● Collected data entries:
· · ·

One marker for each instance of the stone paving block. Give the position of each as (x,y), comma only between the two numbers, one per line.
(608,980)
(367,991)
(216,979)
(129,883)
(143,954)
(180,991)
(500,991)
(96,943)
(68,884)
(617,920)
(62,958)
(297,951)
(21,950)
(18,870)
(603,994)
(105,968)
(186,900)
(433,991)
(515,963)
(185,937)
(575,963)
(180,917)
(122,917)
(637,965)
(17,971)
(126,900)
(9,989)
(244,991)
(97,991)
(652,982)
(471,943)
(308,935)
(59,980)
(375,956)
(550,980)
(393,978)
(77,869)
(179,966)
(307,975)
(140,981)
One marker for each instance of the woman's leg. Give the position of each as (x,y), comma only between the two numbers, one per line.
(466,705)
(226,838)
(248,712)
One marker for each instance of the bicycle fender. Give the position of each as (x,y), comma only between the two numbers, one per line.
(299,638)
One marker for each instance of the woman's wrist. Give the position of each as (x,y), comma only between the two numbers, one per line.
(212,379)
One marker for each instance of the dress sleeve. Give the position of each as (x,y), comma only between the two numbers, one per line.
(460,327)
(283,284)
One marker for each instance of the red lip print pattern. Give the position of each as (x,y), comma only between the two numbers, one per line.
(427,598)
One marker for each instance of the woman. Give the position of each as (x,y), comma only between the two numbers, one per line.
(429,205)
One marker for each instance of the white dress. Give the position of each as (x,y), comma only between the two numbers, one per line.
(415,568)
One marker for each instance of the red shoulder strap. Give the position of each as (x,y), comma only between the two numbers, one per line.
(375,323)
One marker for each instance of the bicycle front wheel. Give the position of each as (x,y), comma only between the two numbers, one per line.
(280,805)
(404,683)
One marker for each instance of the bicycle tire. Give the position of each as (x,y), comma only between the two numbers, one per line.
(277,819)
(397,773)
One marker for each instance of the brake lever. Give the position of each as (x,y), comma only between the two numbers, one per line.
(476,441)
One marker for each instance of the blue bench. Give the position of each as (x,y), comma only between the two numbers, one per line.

· · ·

● Task to complete: Reproduce the material above line for line, changing nothing.

● Finished exercise:
One marker for each instance of the stone paving block. Give the position of each as (x,y), comma only between the two numbers, one per line.
(608,980)
(367,991)
(216,979)
(129,883)
(143,954)
(180,991)
(500,991)
(96,943)
(68,884)
(617,920)
(62,958)
(297,951)
(21,950)
(18,870)
(603,994)
(105,968)
(186,900)
(433,991)
(515,963)
(185,937)
(575,963)
(180,917)
(122,917)
(637,965)
(17,971)
(126,900)
(9,989)
(244,991)
(97,991)
(652,982)
(471,943)
(308,935)
(59,980)
(375,956)
(550,980)
(393,978)
(77,869)
(179,966)
(307,975)
(140,981)
One marker for each instance of the woman's leg. Give the position of each as (x,y), comma only between the two numbers, one per line.
(466,705)
(226,838)
(248,712)
One marker for each instance of the bicycle fender. Give the position of each as (x,y), comma only between the two numbers, one per line.
(299,638)
One marker for each instance of the woman's wrist. Give the position of each as (x,y), comma only between the two numbers, one per line.
(212,379)
One marker for each instance of the dress sleeve. Give the position of each as (x,y), comma only between the two numbers, one per line.
(460,327)
(283,284)
One marker for each instance of the red lip print pattern. Give the position of each as (x,y), comma only between the two numbers, one per line.
(427,598)
One marker for each instance of the woman. Give the position of each as (x,y), comma only between the two numbers, one per line.
(429,205)
One marker for each instance of the white dress. Give the position of each as (x,y), comma only between the two numbers, one per line.
(415,568)
One marker for each instance of the red shoulder strap. Give the position of each as (x,y), comma only between the two numbers, one per line.
(375,323)
One marker for each instance of the bicycle front wheel. Give the position of each as (x,y), comma only between the two numbers, one per line.
(280,805)
(404,683)
One marker for each instance of the bicycle tire. Give the position of each as (x,y), comma only between the two numbers, one per line.
(277,819)
(397,773)
One marker for each instance of the brake lever. Give the position of each as (x,y), comma only between the two numbers, one per line.
(476,441)
One marker for each instance of the blue bench. Give the position of each as (x,y), comma only between the two numbers, one per line.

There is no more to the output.